Skip every line before the one containing "the camouflage helmet", then copy that line and the rest of the entries below exactly, through the last line.

**** Data records

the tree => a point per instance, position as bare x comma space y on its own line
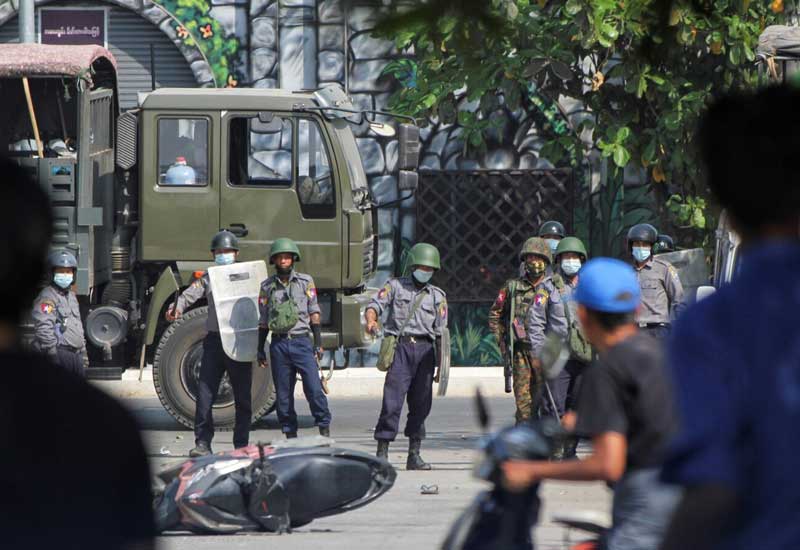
644, 69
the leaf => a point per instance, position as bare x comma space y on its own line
573, 7
621, 156
658, 174
561, 70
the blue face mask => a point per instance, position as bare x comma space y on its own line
225, 259
63, 280
421, 276
571, 266
641, 253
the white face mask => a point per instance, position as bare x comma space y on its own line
641, 253
571, 266
422, 277
226, 258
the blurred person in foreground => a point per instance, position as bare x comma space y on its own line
735, 356
73, 472
624, 407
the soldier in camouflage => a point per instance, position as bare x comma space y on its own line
518, 295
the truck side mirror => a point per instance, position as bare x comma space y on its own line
407, 181
408, 147
127, 133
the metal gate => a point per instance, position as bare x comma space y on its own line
480, 219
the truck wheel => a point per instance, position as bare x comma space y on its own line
176, 366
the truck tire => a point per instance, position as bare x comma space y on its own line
177, 363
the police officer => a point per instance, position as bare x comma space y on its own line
662, 292
556, 312
417, 313
552, 232
664, 244
58, 330
519, 293
215, 363
289, 308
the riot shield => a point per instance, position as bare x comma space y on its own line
235, 288
443, 362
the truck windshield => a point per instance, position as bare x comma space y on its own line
355, 169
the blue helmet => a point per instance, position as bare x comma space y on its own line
62, 258
609, 286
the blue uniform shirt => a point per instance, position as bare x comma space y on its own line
735, 362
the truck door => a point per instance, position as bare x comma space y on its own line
278, 181
180, 187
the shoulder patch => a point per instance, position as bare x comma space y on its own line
385, 289
47, 307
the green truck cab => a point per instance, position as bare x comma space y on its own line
138, 196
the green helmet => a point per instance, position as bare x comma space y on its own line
424, 254
571, 244
224, 240
538, 246
284, 245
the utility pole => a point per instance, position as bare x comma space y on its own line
27, 24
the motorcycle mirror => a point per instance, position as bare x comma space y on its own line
483, 410
555, 355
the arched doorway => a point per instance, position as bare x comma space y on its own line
129, 37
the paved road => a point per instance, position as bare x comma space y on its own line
401, 519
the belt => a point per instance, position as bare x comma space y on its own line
289, 336
415, 339
67, 347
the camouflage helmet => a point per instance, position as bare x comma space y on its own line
538, 246
62, 258
664, 243
424, 254
642, 232
284, 244
571, 244
552, 227
224, 240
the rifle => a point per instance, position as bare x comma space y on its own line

********

Solution to the problem:
the camouflage helmet => a point per instance, position as bare x comma space y on its own line
538, 246
62, 258
664, 243
424, 254
642, 232
284, 244
571, 244
552, 227
224, 240
the rifle => a point per instance, position as bare x comma space y on its own line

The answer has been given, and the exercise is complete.